▶ _Exercise directions_:
Copy every line of the records below, keeping each character the same.

****************************************

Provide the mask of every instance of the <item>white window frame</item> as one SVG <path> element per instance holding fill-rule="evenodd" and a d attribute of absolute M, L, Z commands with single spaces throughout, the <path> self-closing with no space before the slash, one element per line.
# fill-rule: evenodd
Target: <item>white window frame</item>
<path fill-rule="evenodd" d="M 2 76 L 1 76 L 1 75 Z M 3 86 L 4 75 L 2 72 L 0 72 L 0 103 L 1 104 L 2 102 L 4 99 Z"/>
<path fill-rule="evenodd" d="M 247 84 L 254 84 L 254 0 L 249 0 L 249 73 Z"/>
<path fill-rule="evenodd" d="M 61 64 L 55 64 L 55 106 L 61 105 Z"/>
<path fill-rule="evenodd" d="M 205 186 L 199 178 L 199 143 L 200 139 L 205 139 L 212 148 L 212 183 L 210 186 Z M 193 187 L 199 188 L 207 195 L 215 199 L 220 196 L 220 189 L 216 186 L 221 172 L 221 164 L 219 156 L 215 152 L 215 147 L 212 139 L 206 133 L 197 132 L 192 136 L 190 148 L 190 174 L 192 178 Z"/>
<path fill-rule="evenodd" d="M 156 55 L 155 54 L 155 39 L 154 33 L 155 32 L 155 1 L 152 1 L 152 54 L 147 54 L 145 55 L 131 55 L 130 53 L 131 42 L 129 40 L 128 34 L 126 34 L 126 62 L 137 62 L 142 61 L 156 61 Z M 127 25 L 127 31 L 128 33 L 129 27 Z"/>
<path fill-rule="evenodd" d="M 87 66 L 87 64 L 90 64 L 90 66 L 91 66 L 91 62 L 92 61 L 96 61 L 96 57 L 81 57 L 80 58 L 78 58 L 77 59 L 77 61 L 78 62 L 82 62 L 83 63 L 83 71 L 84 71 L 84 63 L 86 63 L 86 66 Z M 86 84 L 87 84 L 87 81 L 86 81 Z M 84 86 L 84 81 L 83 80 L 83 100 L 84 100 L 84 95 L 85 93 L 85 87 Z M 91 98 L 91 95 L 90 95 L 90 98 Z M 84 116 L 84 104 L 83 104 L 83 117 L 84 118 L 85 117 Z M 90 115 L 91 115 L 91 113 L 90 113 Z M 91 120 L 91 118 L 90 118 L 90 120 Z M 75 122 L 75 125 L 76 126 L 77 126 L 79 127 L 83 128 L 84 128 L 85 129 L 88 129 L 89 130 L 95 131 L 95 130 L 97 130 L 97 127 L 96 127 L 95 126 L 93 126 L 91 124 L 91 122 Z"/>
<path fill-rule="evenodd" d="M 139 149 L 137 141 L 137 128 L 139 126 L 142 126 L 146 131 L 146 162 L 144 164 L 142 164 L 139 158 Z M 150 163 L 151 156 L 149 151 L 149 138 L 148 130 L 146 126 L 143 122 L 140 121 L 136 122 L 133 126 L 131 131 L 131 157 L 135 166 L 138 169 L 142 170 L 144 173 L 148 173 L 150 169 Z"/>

****************************************

▶ _Finished answer_:
Provide the mask of every instance of the <item>white window frame</item> as one SVG <path> element per instance holding fill-rule="evenodd" and a d attribute of absolute M, L, Z commands with single spaces throughout, the <path> self-closing with no space before the slash, one element per line.
# fill-rule: evenodd
Target: <item>white window frame</item>
<path fill-rule="evenodd" d="M 2 76 L 1 76 L 1 75 Z M 3 86 L 4 75 L 2 72 L 0 72 L 0 103 L 1 104 L 2 102 L 4 99 Z"/>
<path fill-rule="evenodd" d="M 247 84 L 254 84 L 254 0 L 249 0 L 249 73 Z"/>
<path fill-rule="evenodd" d="M 61 64 L 55 64 L 55 106 L 61 105 Z"/>
<path fill-rule="evenodd" d="M 205 186 L 199 178 L 199 143 L 200 139 L 205 139 L 212 148 L 212 183 L 210 186 Z M 193 187 L 199 188 L 207 195 L 215 199 L 220 196 L 220 189 L 216 186 L 221 172 L 221 164 L 219 156 L 215 152 L 215 147 L 212 139 L 206 133 L 197 132 L 192 136 L 190 148 L 190 174 L 192 178 Z"/>
<path fill-rule="evenodd" d="M 156 55 L 155 54 L 155 39 L 154 33 L 155 32 L 155 1 L 152 1 L 152 54 L 147 54 L 145 55 L 131 55 L 130 53 L 131 42 L 129 40 L 128 34 L 126 34 L 126 62 L 137 62 L 142 61 L 156 61 Z M 127 25 L 127 31 L 128 33 L 129 27 Z"/>
<path fill-rule="evenodd" d="M 87 66 L 87 64 L 90 64 L 90 66 L 91 66 L 91 62 L 92 61 L 96 61 L 96 57 L 81 57 L 80 58 L 78 58 L 77 59 L 77 61 L 78 62 L 82 62 L 83 63 L 83 71 L 84 71 L 84 63 L 86 63 L 86 66 Z M 86 84 L 87 84 L 87 81 L 86 81 Z M 84 86 L 84 81 L 83 80 L 83 100 L 84 100 L 84 95 L 85 93 L 85 87 Z M 91 98 L 91 95 L 90 95 L 90 98 Z M 84 116 L 84 104 L 83 104 L 83 117 L 84 118 L 85 117 Z M 90 115 L 91 115 L 91 113 L 90 113 Z M 91 120 L 91 118 L 90 118 L 90 120 Z M 75 122 L 75 125 L 76 126 L 77 126 L 79 127 L 83 128 L 84 128 L 85 129 L 88 129 L 89 130 L 95 131 L 95 130 L 97 130 L 97 127 L 96 127 L 95 126 L 93 126 L 91 124 L 91 122 Z"/>
<path fill-rule="evenodd" d="M 139 149 L 137 141 L 137 128 L 139 126 L 142 126 L 146 131 L 146 162 L 144 164 L 142 164 L 139 158 Z M 150 163 L 151 156 L 149 151 L 149 138 L 148 130 L 146 126 L 143 122 L 140 121 L 136 122 L 133 126 L 131 131 L 131 157 L 135 166 L 138 169 L 142 170 L 144 173 L 148 173 L 150 169 Z"/>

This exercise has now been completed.